Extract every line in the entries below that contains the word "lawn", matching case exactly.

>> BEGIN Records for this task

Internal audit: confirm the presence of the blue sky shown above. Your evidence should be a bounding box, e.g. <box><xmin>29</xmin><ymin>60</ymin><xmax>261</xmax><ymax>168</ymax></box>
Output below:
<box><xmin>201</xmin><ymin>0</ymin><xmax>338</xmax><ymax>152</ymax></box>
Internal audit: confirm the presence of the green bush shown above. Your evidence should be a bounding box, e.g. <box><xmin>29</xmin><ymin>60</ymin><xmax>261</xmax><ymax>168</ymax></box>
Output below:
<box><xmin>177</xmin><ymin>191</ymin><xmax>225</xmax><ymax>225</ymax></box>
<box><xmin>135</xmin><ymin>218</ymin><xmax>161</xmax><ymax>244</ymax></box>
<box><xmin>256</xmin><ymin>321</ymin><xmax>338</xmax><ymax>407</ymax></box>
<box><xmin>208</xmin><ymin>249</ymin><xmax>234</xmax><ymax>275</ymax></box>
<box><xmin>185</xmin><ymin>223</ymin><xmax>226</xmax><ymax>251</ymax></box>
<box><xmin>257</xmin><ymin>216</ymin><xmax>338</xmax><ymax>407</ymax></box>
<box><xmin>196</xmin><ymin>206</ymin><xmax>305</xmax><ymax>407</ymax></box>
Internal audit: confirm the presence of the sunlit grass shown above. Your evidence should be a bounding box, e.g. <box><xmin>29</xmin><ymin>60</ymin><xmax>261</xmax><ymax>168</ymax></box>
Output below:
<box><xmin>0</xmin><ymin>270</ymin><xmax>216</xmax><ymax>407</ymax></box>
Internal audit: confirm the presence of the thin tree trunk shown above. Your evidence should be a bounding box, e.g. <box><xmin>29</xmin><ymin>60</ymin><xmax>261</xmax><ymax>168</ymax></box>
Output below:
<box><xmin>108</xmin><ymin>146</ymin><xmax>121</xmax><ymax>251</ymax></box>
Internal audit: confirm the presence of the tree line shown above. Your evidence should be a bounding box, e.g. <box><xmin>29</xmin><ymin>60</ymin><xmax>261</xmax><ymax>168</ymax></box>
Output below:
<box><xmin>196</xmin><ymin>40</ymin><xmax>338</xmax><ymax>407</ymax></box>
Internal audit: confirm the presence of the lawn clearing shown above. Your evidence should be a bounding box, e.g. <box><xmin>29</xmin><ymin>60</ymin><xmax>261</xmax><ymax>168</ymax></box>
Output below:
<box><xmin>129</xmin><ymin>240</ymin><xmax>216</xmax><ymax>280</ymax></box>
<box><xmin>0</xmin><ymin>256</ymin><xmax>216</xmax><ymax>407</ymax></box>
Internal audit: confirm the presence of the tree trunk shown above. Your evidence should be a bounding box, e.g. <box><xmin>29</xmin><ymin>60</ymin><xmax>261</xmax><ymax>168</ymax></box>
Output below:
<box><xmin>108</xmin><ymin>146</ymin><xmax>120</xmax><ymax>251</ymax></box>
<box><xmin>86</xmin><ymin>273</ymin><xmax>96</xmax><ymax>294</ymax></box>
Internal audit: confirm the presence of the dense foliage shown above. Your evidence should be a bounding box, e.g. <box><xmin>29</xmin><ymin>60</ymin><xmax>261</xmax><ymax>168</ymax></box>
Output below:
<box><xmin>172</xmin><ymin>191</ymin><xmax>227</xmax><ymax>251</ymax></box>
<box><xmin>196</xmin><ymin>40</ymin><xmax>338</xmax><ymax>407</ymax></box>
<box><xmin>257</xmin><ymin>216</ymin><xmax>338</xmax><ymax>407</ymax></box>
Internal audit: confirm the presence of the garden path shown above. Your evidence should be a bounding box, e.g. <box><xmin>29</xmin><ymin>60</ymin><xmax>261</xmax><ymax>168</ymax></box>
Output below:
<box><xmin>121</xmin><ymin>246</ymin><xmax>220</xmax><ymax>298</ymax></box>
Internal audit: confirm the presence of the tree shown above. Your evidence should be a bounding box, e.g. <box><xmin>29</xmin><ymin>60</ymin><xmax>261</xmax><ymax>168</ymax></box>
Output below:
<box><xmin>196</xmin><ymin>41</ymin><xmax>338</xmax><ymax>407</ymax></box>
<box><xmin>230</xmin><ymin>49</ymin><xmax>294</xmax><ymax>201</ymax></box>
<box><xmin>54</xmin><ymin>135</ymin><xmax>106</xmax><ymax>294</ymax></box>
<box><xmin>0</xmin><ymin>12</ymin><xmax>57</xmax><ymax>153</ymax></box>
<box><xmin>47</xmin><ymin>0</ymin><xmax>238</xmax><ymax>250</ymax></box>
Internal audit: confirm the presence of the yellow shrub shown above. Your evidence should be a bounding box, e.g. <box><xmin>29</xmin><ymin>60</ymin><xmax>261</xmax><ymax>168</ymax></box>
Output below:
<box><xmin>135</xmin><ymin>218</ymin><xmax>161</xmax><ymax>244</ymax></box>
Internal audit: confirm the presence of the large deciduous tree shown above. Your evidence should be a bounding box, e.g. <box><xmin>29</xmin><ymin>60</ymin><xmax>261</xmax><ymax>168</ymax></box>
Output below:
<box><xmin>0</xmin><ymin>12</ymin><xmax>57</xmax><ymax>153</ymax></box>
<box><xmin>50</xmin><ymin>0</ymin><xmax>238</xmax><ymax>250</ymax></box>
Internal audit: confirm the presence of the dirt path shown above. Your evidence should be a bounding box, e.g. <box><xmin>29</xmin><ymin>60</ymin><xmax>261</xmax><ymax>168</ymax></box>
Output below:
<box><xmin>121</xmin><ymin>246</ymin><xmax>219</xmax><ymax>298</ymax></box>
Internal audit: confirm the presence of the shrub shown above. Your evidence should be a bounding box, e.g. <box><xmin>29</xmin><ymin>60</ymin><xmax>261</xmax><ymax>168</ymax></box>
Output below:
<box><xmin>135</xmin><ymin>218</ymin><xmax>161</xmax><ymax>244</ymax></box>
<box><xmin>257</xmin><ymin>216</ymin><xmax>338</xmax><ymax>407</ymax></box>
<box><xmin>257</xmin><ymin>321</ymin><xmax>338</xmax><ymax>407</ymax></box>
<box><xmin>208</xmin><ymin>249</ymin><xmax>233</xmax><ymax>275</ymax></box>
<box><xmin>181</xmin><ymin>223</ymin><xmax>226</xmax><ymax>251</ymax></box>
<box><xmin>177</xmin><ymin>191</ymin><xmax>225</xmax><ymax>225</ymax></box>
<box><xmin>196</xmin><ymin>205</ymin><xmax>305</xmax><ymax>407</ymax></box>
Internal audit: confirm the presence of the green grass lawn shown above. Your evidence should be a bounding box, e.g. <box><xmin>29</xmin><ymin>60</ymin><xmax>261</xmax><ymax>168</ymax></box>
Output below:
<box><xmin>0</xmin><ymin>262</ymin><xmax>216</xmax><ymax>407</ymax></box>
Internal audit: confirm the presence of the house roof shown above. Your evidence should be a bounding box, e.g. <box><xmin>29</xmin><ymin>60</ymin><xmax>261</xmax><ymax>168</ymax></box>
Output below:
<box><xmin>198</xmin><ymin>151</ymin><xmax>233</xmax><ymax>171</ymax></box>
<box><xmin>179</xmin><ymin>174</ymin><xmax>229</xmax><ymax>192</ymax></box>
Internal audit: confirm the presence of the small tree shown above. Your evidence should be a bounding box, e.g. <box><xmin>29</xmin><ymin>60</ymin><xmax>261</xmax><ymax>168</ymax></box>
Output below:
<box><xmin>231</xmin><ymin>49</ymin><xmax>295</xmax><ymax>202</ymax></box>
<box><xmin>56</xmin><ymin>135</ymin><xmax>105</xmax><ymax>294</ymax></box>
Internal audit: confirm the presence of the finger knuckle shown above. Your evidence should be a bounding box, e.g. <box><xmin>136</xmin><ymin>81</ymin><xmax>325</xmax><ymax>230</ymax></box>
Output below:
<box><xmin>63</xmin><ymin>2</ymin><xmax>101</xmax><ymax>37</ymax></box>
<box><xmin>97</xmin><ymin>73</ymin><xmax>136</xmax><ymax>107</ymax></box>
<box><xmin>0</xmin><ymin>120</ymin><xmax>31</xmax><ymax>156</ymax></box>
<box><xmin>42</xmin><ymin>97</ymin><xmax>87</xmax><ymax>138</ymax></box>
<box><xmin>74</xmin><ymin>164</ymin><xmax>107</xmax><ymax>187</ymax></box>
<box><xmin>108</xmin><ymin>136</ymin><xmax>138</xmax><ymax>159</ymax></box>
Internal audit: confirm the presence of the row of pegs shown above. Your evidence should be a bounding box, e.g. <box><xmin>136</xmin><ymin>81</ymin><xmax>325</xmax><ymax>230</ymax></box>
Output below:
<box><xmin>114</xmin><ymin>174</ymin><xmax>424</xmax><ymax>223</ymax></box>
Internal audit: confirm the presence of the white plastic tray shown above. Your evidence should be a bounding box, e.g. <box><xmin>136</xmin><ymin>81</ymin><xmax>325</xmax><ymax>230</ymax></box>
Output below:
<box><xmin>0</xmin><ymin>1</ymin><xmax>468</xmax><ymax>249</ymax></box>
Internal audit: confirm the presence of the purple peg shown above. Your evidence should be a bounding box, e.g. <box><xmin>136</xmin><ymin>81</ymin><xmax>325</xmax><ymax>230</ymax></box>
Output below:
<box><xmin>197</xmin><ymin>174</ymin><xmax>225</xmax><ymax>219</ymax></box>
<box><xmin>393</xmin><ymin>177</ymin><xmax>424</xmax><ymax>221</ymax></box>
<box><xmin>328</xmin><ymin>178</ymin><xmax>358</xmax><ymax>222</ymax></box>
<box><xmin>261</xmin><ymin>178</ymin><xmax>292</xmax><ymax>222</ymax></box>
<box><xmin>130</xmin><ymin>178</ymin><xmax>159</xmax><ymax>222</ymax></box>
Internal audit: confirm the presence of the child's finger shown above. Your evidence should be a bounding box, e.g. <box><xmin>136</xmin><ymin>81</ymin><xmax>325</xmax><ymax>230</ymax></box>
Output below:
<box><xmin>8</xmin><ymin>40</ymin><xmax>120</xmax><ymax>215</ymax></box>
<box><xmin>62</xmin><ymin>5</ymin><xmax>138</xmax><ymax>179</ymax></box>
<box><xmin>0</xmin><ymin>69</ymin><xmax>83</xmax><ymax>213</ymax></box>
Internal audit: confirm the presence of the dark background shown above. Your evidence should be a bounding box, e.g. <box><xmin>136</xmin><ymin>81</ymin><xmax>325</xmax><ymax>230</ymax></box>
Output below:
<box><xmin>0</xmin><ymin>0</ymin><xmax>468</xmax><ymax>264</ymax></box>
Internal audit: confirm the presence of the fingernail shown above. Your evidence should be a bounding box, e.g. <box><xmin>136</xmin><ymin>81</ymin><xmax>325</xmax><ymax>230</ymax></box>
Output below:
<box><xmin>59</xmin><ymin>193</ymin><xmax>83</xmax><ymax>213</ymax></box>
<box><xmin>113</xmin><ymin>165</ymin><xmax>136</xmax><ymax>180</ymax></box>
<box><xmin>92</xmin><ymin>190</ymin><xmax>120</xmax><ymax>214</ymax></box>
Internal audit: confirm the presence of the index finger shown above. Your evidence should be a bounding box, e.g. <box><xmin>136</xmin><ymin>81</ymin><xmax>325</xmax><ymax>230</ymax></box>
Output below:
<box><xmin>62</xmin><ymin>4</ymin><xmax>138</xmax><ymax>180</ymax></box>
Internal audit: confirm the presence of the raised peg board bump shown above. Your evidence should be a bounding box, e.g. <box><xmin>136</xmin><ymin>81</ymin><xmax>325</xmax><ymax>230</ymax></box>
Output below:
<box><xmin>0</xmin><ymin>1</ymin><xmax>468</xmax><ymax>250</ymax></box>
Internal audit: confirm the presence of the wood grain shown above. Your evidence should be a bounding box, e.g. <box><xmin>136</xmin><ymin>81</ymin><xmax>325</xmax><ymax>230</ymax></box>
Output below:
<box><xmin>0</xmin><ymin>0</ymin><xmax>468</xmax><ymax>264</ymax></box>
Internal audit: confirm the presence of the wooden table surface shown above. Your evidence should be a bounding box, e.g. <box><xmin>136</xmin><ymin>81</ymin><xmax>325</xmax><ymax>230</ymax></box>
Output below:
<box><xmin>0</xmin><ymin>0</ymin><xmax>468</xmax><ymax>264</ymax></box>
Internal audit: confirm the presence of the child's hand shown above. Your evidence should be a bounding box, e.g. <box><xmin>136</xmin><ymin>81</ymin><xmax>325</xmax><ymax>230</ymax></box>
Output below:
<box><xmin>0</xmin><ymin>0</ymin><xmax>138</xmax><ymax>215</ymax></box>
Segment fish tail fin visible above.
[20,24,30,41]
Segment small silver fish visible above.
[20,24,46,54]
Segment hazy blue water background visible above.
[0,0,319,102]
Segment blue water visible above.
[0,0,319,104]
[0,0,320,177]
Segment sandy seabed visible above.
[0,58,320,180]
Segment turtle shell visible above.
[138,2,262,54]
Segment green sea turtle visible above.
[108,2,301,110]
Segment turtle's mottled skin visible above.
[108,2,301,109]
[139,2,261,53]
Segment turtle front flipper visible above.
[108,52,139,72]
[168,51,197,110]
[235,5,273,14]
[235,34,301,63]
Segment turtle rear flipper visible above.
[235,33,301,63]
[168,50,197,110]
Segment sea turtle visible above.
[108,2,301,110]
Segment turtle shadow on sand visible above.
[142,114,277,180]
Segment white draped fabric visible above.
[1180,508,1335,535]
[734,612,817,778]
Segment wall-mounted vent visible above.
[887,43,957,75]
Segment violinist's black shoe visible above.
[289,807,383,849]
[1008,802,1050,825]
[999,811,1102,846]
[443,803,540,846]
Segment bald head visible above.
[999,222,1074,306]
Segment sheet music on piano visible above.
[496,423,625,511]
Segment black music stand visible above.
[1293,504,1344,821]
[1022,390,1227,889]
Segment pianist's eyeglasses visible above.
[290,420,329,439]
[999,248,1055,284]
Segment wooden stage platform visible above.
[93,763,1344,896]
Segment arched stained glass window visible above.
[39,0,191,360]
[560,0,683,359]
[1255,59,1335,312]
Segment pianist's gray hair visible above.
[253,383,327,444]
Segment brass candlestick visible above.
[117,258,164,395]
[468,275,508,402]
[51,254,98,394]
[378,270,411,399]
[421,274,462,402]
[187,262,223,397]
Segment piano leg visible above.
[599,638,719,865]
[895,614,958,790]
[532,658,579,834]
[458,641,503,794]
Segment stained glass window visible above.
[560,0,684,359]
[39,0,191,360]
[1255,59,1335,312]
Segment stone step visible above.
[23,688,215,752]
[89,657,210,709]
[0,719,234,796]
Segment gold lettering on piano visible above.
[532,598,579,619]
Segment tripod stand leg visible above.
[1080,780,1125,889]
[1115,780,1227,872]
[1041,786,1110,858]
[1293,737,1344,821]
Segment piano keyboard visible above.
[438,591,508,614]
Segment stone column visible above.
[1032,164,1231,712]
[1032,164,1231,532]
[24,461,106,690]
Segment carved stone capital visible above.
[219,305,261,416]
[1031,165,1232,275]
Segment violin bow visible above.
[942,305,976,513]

>> END Records for this task

- _Correct answer_
Internal audit: confirm the presence of the lawn clearing shown above. Your evidence should be a bounding box, e.g. <box><xmin>29</xmin><ymin>60</ymin><xmax>261</xmax><ymax>168</ymax></box>
Internal audit: confirm the presence of the green grass lawn shown above. Your evidence should be a bounding box, e.g. <box><xmin>29</xmin><ymin>60</ymin><xmax>261</xmax><ymax>168</ymax></box>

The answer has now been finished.